_Required work:_
Reproduce the items from the start through the line containing "positive clicks: (225, 141) (202, 153)", substituting "foreground" for every instance of "positive" and leaving all other text unchanged.

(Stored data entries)
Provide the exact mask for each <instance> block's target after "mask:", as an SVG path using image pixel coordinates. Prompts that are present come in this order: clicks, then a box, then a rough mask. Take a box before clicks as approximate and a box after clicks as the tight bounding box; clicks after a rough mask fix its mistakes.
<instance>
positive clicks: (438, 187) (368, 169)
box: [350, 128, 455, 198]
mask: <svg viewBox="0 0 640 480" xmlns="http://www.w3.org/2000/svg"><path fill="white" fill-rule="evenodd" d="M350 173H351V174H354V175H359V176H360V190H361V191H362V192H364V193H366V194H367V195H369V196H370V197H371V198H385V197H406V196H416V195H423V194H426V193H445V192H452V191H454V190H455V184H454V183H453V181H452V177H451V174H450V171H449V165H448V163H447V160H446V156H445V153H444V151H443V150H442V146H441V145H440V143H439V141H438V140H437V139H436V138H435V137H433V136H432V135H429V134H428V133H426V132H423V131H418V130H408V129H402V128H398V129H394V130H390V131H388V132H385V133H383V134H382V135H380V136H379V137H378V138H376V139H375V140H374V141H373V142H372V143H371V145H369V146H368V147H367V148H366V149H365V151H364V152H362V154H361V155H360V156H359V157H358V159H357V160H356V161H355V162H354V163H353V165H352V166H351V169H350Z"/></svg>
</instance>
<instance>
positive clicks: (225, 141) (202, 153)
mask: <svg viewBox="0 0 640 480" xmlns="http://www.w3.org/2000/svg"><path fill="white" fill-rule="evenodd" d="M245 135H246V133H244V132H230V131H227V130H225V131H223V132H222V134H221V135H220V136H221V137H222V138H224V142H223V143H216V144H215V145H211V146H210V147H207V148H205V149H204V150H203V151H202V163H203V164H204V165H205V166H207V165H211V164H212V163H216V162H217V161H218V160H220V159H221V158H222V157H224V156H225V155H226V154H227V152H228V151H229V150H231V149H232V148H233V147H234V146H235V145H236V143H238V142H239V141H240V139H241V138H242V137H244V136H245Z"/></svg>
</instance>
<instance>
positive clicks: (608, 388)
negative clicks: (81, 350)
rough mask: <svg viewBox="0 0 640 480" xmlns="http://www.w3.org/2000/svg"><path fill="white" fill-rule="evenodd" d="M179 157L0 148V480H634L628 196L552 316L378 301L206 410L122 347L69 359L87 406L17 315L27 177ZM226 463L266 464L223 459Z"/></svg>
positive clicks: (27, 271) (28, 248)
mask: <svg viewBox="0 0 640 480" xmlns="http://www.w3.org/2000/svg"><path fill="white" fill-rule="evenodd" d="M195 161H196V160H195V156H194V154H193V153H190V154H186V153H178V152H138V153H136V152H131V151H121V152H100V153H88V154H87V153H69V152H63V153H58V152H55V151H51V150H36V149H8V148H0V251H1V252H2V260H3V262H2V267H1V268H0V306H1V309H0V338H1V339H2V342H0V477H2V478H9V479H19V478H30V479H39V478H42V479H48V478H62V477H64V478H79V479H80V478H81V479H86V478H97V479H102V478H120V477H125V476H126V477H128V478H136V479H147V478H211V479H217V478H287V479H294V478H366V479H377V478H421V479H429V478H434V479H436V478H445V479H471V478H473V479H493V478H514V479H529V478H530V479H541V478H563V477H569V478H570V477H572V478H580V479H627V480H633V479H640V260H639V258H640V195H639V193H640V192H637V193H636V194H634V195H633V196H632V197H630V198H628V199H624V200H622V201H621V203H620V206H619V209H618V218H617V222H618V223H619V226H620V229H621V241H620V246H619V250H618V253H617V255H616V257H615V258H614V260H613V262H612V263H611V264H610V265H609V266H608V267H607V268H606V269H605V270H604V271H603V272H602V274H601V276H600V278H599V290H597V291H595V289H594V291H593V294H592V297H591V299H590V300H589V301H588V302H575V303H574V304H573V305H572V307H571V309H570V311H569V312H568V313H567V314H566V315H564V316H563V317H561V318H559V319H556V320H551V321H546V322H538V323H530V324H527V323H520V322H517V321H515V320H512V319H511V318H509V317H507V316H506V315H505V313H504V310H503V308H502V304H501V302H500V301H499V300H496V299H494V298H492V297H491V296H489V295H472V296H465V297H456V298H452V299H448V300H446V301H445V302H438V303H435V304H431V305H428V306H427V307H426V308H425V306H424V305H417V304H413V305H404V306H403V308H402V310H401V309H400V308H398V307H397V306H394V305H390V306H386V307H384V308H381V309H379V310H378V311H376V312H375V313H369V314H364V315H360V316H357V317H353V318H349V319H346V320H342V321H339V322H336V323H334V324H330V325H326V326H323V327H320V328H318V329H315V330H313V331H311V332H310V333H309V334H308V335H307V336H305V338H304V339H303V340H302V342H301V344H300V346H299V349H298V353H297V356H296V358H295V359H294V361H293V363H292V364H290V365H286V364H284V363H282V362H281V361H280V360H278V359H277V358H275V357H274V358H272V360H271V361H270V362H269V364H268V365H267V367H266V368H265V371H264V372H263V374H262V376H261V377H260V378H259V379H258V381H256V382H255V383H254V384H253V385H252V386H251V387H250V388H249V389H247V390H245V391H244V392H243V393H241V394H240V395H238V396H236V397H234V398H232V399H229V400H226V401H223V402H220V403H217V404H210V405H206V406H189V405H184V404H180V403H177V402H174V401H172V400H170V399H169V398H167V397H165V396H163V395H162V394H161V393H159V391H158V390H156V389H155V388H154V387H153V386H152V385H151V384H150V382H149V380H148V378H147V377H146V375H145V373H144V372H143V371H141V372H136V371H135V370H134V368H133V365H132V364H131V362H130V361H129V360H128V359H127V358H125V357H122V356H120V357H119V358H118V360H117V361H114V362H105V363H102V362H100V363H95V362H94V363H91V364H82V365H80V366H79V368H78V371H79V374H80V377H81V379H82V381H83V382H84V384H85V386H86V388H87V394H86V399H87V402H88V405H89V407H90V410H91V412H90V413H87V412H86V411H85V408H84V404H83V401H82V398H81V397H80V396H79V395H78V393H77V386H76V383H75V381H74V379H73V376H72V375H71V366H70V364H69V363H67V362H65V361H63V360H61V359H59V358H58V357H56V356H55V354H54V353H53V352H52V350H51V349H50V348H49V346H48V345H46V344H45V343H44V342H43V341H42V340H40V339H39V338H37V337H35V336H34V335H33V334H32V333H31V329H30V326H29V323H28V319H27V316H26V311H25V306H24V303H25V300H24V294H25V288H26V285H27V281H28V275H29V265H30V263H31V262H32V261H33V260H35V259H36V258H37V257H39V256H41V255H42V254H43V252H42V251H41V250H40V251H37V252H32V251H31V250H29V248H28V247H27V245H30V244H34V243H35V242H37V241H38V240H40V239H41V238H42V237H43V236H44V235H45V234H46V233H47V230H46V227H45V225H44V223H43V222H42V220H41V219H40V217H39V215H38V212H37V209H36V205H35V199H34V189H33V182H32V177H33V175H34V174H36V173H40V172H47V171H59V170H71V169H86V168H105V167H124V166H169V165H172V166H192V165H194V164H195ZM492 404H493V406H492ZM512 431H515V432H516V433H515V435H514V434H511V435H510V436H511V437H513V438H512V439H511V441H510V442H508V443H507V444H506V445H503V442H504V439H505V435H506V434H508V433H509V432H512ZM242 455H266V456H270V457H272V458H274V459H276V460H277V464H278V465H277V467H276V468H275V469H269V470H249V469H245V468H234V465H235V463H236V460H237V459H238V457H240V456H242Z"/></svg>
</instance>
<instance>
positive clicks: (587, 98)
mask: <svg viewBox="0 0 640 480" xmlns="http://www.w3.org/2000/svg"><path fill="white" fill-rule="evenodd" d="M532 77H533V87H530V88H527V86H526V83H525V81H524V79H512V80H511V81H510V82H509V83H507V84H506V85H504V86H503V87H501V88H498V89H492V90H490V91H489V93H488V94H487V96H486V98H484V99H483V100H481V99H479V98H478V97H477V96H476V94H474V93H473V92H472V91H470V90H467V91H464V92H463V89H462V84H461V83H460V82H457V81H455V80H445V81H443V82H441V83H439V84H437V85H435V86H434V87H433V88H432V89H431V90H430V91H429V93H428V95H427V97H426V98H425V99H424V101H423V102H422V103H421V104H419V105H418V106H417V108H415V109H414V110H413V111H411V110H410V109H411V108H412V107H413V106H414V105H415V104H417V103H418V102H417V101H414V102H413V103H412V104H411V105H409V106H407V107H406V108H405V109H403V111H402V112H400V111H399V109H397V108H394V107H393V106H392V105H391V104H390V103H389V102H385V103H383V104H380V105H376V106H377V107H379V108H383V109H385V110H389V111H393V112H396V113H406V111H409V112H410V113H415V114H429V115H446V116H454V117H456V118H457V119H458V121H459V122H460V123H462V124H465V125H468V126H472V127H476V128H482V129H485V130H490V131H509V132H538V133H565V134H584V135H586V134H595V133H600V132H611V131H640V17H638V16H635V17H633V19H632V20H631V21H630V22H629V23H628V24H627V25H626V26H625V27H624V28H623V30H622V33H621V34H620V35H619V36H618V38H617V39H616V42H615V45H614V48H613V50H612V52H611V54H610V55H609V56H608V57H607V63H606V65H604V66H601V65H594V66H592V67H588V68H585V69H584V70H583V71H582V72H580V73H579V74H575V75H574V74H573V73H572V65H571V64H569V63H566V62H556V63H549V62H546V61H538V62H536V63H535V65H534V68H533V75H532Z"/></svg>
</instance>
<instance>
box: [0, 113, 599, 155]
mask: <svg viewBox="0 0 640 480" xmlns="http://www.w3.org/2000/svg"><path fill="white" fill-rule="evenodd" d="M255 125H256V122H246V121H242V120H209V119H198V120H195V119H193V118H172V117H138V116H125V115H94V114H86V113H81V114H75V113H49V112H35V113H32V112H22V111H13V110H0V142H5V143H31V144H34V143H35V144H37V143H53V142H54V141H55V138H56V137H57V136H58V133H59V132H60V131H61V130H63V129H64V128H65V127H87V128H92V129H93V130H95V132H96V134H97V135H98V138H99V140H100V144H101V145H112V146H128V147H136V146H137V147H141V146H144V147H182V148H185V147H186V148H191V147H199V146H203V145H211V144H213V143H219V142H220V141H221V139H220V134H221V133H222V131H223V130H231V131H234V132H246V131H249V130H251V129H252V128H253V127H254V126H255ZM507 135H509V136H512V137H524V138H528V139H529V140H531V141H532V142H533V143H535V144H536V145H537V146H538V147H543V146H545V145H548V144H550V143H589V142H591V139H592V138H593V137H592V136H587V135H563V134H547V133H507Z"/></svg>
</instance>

_Answer box:_
Provide the exact mask for each <instance> block's target after "mask:", as an SVG path using image pixel coordinates. Prompts that are present come in this order: clicks, then a box, then a rough mask. Take a box before clicks as approximate and a box after clicks as the tight bounding box; clicks after a rough mask fix its mistakes.
<instance>
foreground clicks: (438, 187) (368, 169)
box: [350, 128, 455, 198]
mask: <svg viewBox="0 0 640 480" xmlns="http://www.w3.org/2000/svg"><path fill="white" fill-rule="evenodd" d="M350 173H351V174H354V175H359V176H360V190H361V191H362V192H364V193H366V194H367V195H369V196H370V197H371V198H385V197H406V196H416V195H423V194H426V193H445V192H452V191H454V190H455V184H454V183H453V181H452V177H451V174H450V171H449V165H448V163H447V160H446V156H445V153H444V151H443V150H442V146H441V145H440V143H439V141H438V140H437V139H436V138H435V137H433V136H432V135H429V134H428V133H426V132H423V131H418V130H408V129H402V128H398V129H394V130H390V131H388V132H385V133H383V134H382V135H380V136H379V137H378V138H376V139H375V140H374V141H373V142H372V143H371V145H369V146H368V147H367V148H366V149H365V151H364V152H362V154H361V155H360V156H359V157H358V159H357V160H356V161H355V162H354V163H353V165H352V166H351V169H350Z"/></svg>
</instance>
<instance>
foreground clicks: (225, 141) (202, 153)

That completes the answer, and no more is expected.